• Exercise requirements:
Continue the news report on Walmart closing its health centers, starting right after its last sentence.

• Supplied passage:
-- Opening Marker --

April 30 (Reuters) - Walmart ( WMT ) plans to close all
51 of its health centers across five states in the U.S. as well
as its telehealth operations, the company said on Tuesday,
citing lack of profitability in those businesses.
The big-box retailer said that reimbursement from
insurers and other payers has been challenging, which along with
escalating operating costs made the businesses unsustainable.
Walmart's ( WMT ) move comes at a time when the healthcare
sector has seen stiff competition, with players such as
Walgreens Boots Alliance, CVS Health Corp ( CVS ) and
even Amazon.com ( AMZN ) trying to get a share in the market.
These companies had expanded their presence especially
after the pandemic, as they hoped to get a boost from increased
public focus on healthcare, but losses have been mounting.
"We determined there is not a sustainable business model
for us to continue," Walmart ( WMT ) said in a blog post on Tuesday.
Walmart ( WMT ) launched its health centers in 2019, offering
primary care, dental care, behavioral health, labs and X-ray,
audiology and telehealth.

-- Closing Marker --

• Study material:
-- Opening Marker --

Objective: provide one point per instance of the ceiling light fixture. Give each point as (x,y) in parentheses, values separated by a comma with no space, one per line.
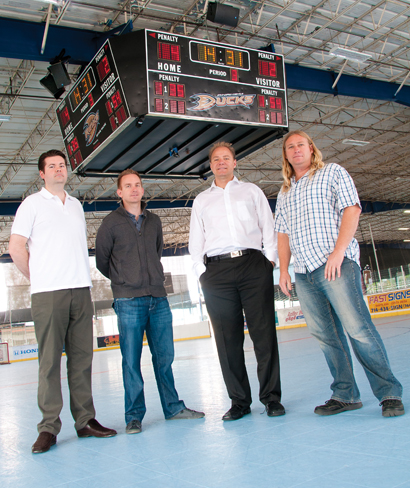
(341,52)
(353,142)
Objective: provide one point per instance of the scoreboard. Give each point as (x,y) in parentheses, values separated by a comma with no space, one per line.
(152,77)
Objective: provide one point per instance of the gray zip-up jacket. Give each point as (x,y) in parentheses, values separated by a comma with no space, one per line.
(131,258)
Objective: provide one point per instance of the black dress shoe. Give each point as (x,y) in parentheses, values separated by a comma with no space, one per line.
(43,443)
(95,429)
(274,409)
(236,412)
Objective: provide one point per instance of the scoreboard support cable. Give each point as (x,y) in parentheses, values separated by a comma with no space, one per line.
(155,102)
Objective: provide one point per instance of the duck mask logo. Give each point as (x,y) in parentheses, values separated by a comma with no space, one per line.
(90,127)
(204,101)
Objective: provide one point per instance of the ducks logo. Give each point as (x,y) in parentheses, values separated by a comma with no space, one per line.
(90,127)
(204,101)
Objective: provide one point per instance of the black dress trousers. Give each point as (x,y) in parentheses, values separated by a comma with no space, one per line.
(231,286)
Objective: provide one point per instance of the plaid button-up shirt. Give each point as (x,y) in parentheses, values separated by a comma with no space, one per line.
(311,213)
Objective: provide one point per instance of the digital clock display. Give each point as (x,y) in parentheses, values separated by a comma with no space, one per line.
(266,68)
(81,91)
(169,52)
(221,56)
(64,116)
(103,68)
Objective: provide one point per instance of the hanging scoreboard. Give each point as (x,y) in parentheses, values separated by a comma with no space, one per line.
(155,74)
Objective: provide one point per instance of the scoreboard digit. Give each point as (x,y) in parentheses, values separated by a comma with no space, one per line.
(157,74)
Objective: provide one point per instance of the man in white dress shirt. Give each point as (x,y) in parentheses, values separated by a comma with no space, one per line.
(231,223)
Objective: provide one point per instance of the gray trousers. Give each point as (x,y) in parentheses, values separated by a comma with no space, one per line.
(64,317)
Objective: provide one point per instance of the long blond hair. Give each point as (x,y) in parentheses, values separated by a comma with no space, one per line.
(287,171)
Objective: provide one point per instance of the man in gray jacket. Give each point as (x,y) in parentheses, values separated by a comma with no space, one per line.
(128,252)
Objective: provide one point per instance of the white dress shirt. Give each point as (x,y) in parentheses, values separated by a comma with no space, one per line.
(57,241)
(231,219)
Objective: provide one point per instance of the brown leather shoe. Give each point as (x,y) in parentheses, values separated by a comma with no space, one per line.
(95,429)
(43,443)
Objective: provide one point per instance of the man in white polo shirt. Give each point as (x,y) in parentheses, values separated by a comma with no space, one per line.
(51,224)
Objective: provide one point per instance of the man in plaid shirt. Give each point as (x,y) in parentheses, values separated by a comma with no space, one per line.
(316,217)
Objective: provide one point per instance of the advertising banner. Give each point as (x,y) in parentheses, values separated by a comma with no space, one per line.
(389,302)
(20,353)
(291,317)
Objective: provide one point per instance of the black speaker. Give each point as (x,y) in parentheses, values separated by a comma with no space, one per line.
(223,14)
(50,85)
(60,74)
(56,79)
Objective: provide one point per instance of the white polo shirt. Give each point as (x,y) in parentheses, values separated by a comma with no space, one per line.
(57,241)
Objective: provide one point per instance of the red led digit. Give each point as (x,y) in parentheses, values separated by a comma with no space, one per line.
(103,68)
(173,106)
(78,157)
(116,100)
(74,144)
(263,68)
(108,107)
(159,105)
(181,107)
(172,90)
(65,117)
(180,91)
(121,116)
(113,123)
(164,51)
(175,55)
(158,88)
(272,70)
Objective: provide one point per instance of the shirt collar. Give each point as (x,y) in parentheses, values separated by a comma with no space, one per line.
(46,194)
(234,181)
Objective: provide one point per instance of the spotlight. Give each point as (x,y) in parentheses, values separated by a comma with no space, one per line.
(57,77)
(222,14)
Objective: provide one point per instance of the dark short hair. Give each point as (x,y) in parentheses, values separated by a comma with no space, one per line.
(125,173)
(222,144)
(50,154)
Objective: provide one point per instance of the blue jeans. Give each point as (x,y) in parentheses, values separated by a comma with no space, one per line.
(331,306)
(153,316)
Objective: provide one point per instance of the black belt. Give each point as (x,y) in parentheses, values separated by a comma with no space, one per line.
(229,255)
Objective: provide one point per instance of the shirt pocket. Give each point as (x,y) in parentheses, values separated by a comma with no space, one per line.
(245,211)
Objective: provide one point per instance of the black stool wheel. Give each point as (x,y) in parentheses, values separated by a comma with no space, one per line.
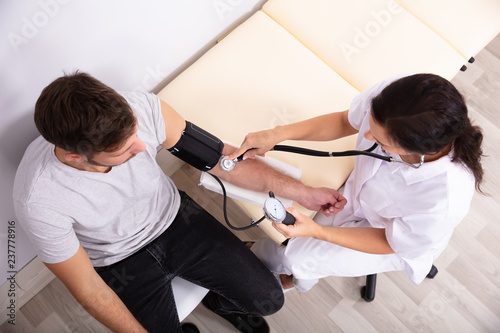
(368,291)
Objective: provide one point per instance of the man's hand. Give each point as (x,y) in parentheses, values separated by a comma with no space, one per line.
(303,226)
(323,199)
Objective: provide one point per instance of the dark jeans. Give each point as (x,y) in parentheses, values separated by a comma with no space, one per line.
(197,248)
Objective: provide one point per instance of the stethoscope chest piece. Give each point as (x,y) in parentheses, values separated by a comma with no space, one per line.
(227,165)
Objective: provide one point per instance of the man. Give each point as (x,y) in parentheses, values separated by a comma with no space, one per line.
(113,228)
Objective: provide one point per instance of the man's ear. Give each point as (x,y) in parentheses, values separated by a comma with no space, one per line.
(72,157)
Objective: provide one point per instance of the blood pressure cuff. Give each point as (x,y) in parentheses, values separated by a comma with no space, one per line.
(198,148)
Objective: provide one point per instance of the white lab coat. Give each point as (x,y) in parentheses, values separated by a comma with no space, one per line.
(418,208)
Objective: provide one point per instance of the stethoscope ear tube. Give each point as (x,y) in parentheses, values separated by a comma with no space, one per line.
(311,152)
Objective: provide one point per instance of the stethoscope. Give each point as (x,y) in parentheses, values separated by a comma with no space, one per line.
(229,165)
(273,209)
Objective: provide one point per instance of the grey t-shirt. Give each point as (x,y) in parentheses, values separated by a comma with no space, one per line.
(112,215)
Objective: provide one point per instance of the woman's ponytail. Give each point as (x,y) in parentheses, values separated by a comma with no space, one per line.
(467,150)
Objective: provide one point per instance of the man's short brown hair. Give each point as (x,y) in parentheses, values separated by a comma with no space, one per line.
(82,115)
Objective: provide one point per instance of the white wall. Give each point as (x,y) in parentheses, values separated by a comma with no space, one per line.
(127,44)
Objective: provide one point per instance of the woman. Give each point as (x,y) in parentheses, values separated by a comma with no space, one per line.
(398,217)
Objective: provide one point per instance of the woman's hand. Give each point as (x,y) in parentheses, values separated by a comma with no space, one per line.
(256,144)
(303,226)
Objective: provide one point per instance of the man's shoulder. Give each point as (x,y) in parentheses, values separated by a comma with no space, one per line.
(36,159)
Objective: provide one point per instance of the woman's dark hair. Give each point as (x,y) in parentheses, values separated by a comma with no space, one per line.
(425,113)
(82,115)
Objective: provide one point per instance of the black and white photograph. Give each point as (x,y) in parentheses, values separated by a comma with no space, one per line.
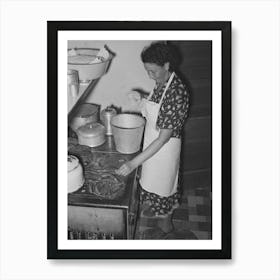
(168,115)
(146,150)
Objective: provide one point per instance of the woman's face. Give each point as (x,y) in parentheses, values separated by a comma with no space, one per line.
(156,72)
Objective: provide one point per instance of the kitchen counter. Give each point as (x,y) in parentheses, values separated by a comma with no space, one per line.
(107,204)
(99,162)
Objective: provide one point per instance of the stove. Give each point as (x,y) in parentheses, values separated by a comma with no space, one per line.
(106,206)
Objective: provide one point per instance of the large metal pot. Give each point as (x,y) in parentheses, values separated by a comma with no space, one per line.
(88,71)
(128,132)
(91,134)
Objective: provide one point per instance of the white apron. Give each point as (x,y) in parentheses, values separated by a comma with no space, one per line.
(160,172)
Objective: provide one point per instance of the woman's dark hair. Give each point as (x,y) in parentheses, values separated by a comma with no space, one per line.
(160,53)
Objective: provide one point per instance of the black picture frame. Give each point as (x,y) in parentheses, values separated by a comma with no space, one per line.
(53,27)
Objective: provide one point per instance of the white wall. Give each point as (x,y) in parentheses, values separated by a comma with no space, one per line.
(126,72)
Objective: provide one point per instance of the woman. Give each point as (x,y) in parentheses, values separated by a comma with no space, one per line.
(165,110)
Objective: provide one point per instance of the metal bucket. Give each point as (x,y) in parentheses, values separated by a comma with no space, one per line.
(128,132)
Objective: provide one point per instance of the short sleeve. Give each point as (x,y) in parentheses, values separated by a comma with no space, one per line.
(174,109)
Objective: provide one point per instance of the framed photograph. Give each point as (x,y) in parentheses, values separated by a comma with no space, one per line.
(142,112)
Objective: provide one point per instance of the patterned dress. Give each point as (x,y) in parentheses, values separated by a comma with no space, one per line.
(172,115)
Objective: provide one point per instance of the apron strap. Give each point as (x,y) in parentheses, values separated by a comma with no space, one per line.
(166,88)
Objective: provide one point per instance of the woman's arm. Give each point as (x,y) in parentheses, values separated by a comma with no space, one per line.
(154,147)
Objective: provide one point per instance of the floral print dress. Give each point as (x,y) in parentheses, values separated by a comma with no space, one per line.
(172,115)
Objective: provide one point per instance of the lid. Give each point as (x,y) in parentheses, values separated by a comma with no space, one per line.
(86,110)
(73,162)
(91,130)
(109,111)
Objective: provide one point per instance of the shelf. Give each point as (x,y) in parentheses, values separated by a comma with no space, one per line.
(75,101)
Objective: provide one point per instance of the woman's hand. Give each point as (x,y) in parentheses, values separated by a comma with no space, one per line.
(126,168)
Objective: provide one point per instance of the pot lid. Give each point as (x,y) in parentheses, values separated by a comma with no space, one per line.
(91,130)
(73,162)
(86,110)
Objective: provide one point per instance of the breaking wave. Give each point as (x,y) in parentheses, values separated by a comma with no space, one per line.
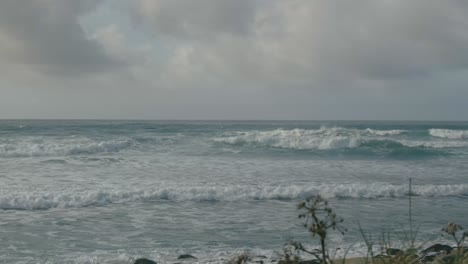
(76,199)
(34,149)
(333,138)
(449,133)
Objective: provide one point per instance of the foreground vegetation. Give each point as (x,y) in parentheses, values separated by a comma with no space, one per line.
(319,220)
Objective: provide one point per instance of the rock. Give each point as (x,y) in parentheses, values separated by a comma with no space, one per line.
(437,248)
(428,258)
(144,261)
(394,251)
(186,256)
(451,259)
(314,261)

-- Closing Marker --

• Task response:
Last year, it had announced plans to expand its presence to
more than 75 locations by opening 28 new health centers in
Texas, Arizona and Missouri.
The company on Tuesday did not disclose a specific date for
the closure of each center. It said all its employees at these
centers would be eligible for a transfer to any other Walmart ( WMT ) or
Sam's Club locations.
Amazon ( AMZN ) in February said it would cut a few hundred jobs
across its healthcare units, including clinic operator One
Medical which it acquired for $3.5 billion last year, while
Walgreens in March recorded a $5.8 billion impairment charge on
its investment in clinic operator VillageMD.